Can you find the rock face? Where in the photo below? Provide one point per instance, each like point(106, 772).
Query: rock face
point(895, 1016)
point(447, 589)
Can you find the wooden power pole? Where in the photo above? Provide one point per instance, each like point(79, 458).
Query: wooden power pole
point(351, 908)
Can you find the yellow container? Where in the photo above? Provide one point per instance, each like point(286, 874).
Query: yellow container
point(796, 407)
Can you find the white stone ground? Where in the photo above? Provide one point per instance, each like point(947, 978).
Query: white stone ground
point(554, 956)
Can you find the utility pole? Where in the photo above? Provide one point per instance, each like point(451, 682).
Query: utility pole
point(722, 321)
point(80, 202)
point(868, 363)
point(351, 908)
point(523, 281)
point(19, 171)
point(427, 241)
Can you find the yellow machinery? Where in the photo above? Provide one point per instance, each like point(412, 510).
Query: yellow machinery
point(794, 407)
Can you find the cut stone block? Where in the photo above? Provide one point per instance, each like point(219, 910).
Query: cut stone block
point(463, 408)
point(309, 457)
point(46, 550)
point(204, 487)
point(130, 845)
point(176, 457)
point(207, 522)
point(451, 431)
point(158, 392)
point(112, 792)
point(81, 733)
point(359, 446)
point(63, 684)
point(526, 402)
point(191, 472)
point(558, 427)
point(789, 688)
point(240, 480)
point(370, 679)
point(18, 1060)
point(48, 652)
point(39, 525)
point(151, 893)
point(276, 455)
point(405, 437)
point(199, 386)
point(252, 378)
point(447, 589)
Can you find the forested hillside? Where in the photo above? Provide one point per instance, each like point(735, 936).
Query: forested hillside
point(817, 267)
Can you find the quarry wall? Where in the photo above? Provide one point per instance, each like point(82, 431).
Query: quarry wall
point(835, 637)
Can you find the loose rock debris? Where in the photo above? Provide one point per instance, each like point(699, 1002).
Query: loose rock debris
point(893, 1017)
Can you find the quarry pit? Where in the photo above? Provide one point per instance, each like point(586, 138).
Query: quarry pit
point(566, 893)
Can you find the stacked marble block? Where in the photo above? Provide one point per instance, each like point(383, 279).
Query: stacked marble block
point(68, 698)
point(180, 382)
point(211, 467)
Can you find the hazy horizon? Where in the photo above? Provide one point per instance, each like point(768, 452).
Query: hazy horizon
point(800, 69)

^^^^

## [Problem requirements]
Copy every line of the listing, exact to the last character.

## [Written answer]
Can you find the rock face? Where in the photo below? Provide one point per instance, each like point(106, 772).
Query: rock face
point(895, 1016)
point(447, 589)
Can you find the wooden power pole? Where in the photo above? Provide one point per instance, each like point(79, 458).
Query: wooden power pole
point(351, 908)
Can you find the yellow container? Where in the photo above? Provide one point per instance, each like point(286, 874).
Query: yellow container
point(796, 407)
Can you find the white stone ground? Where in the photo above? Provide one point per instance, each like point(947, 978).
Query: white stone ground
point(554, 956)
Can you find the utility pole? Where in the photo above? Provide one point per instance, each like point(451, 682).
Query: utility pole
point(722, 321)
point(80, 202)
point(868, 363)
point(351, 908)
point(523, 281)
point(19, 171)
point(427, 241)
Can you find the yellow machinery? Where in the photo above? Provide one point per instance, each like point(412, 510).
Query: yellow machinery
point(794, 407)
Can you find the cut stone block? Where in the photo above? Provide one point per instance, each like point(219, 910).
Query: cut stone block
point(463, 408)
point(309, 457)
point(46, 550)
point(204, 487)
point(130, 845)
point(176, 457)
point(207, 522)
point(451, 431)
point(158, 392)
point(112, 792)
point(81, 733)
point(359, 446)
point(63, 684)
point(526, 402)
point(191, 472)
point(558, 427)
point(789, 688)
point(240, 480)
point(370, 679)
point(18, 1060)
point(48, 652)
point(39, 525)
point(151, 893)
point(276, 455)
point(405, 437)
point(199, 386)
point(252, 378)
point(447, 589)
Can you find the forested hillside? Where in the photo above? Provide one point per instance, each like point(735, 936).
Query: forested hillside
point(817, 267)
Can you find the quarry wall? Where in the photo above? Provide one point per instance, each like point(82, 431).
Query: quarry wall
point(835, 637)
Can you find the loose rock debris? Where in the photo above? Provide one point per instance, each like point(699, 1002).
Query: loose rock debris
point(893, 1017)
Can you find the quarry pit? Where in the photo above? Provide one point per instance, each like point(586, 138).
Query: quarry pit
point(566, 893)
Can you find the stacked marble block? Where in the photo above? Provide one point per instance, each like point(383, 279).
Query: stacked marble block
point(68, 698)
point(180, 382)
point(211, 467)
Can you find the hazy horizon? Where in the photo above? Provide one point per instance, each like point(768, 452).
Query: hazy horizon
point(800, 69)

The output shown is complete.